◆ DATA FOR PROCESSING ◆
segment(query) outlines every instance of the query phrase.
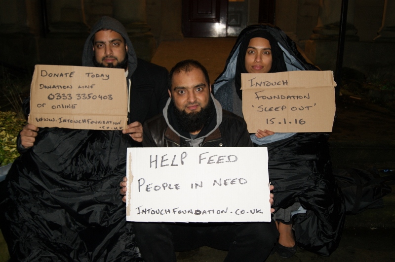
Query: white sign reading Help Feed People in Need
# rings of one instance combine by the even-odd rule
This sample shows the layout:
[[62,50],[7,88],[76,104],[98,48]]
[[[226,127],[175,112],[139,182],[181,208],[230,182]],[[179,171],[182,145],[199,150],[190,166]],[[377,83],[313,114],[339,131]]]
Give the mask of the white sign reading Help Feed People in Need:
[[126,220],[269,222],[266,147],[128,148]]

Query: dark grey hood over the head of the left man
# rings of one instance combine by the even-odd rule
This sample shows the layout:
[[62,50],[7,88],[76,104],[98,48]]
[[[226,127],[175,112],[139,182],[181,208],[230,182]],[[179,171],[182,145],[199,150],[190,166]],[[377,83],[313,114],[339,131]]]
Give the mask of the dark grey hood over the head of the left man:
[[88,38],[85,41],[85,45],[83,47],[82,51],[82,66],[95,66],[93,64],[93,38],[96,32],[102,30],[102,29],[110,29],[113,30],[120,35],[122,35],[123,39],[125,40],[125,43],[127,45],[128,51],[127,51],[127,65],[128,65],[128,77],[132,75],[134,70],[137,67],[137,57],[136,53],[134,51],[132,42],[129,39],[129,35],[126,32],[125,27],[115,18],[109,17],[109,16],[102,16],[99,21],[96,22],[96,24],[92,27],[92,30],[88,36]]

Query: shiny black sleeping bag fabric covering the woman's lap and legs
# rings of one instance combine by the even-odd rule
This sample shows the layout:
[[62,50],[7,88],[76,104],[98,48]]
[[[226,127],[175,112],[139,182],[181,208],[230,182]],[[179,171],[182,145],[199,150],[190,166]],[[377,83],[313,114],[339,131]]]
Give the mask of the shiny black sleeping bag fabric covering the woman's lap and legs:
[[297,133],[268,147],[275,209],[299,202],[305,214],[293,216],[299,247],[329,256],[339,245],[345,206],[332,174],[328,134]]

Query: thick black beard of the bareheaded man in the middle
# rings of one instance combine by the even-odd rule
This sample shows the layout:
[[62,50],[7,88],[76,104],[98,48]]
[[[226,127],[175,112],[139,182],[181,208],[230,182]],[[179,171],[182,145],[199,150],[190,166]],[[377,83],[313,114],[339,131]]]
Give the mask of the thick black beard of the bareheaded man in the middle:
[[[173,98],[171,99],[173,105]],[[213,110],[215,110],[213,99],[209,98],[205,107],[202,107],[199,112],[187,113],[185,110],[178,109],[175,105],[174,115],[177,119],[178,127],[185,132],[193,133],[202,130],[205,125],[208,125],[211,120]]]

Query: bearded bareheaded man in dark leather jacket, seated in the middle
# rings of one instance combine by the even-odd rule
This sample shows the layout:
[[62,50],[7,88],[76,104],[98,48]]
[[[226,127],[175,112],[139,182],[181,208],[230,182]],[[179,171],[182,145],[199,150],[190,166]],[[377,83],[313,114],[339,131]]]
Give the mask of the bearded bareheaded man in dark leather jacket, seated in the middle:
[[[171,69],[169,78],[171,99],[168,99],[163,114],[145,122],[144,147],[252,146],[245,121],[222,110],[211,95],[207,70],[200,63],[181,61]],[[122,195],[126,193],[126,181],[124,178],[120,183]],[[274,221],[133,223],[133,230],[146,262],[175,262],[175,251],[201,246],[228,250],[225,259],[228,262],[264,261],[278,236]]]

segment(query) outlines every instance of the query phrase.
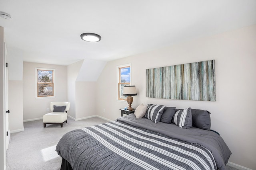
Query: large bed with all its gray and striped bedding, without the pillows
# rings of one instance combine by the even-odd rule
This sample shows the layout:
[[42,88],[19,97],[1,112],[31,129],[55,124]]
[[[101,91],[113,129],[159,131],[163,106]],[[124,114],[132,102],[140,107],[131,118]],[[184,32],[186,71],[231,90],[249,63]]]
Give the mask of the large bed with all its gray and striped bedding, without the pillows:
[[62,170],[225,170],[231,155],[214,131],[155,123],[133,113],[70,131],[56,151]]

◆ PROBLEM ◆
Omit the pictures and repeat the rest of the listing verbatim.

◆ REPLY ◆
segment(query) outlines every instance of the query phrase.
Query: white sign reading Help Feed People in Need
# rings of one instance combine by the even-odd rule
This sample shows the layout:
[[62,50],[7,88],[76,104],[98,48]]
[[[226,127],[175,112],[139,182],[181,208],[230,182]],[[179,171],[182,145],[199,150],[190,166]],[[377,83],[313,114],[339,131]]]
Give the mask of the white sign reading Help Feed People in Need:
[[126,220],[269,222],[266,147],[128,148]]

Query: dark grey hood over the head of the left man
# rings of one instance combine by the even-odd rule
This sample shows the layout:
[[62,50],[7,88],[76,104],[98,48]]
[[[226,127],[175,112],[139,182],[181,208],[230,182]],[[179,171],[182,145],[199,150],[190,166]],[[377,83],[313,114],[339,131]]]
Give the mask of the dark grey hood over the head of the left man:
[[88,38],[85,41],[85,45],[83,47],[82,51],[82,66],[95,66],[93,64],[93,38],[96,32],[102,30],[102,29],[110,29],[113,30],[120,35],[122,35],[123,39],[125,40],[125,43],[127,45],[128,51],[127,51],[127,65],[128,65],[128,77],[132,75],[134,70],[137,67],[137,57],[136,53],[134,51],[132,42],[129,39],[129,35],[126,32],[125,27],[115,18],[109,17],[109,16],[102,16],[99,21],[96,22],[96,24],[92,27],[92,30],[88,36]]

Query: shiny black sleeping bag fabric covering the woman's lap and legs
# rings of one instance combine by the even-odd rule
This sample shows the layout:
[[62,50],[7,88],[76,104],[98,48]]
[[[226,127],[175,112],[139,182],[181,208],[230,182]],[[179,171],[182,145],[199,150],[190,166]],[[377,83],[313,114],[339,131]]]
Give the mask of the shiny black sleeping bag fabric covering the woman's lap and legs:
[[297,133],[268,147],[275,209],[299,202],[305,214],[293,216],[299,247],[329,256],[339,245],[345,206],[332,174],[328,134]]

Query: thick black beard of the bareheaded man in the middle
# rings of one instance combine by the even-odd rule
This sample shows the layout:
[[62,50],[7,88],[76,104],[98,48]]
[[[226,127],[175,112],[139,182],[181,208],[230,182]],[[179,171],[182,145],[199,150],[190,166]],[[377,83],[313,114],[339,131]]]
Give the mask of the thick black beard of the bareheaded man in the middle:
[[[173,98],[171,99],[173,105]],[[213,110],[215,110],[213,99],[209,98],[205,107],[202,107],[199,112],[187,113],[185,110],[178,109],[175,105],[174,115],[177,119],[178,127],[185,132],[193,133],[202,130],[205,125],[208,125],[211,120]]]

Query: bearded bareheaded man in dark leather jacket, seated in the middle
# rings of one instance combine by the even-odd rule
This sample shows the layout:
[[62,50],[7,88],[76,104],[98,48]]
[[[226,127],[175,112],[139,182],[181,208],[230,182]],[[179,171],[182,145],[199,150],[190,166]],[[377,83],[313,114],[339,131]]]
Give the mask of the bearded bareheaded man in dark leather jacket, seated in the middle:
[[[171,69],[169,78],[171,99],[168,99],[163,114],[145,122],[144,147],[252,146],[245,121],[222,110],[211,95],[207,70],[200,63],[181,61]],[[122,195],[126,193],[126,181],[124,178],[120,183]],[[274,221],[133,223],[133,230],[146,262],[175,262],[175,251],[201,246],[228,250],[225,259],[228,262],[264,261],[278,236]]]

segment(query) outlines every instance of the query phrase.
Query: large bed with all its gray and striped bedding, without the pillows
# rings of one instance combine by the even-odd rule
This sample shows the layout:
[[42,88],[19,97],[1,112],[31,129],[55,124]]
[[[101,91],[113,129],[159,131],[163,106]],[[124,114],[132,102],[140,107],[131,118]],[[184,32],[186,71],[231,90],[249,63]]]
Give the mask of the large bed with all its gray and striped bedding, without the pillows:
[[62,170],[225,170],[231,155],[214,131],[155,123],[133,113],[70,131],[56,151]]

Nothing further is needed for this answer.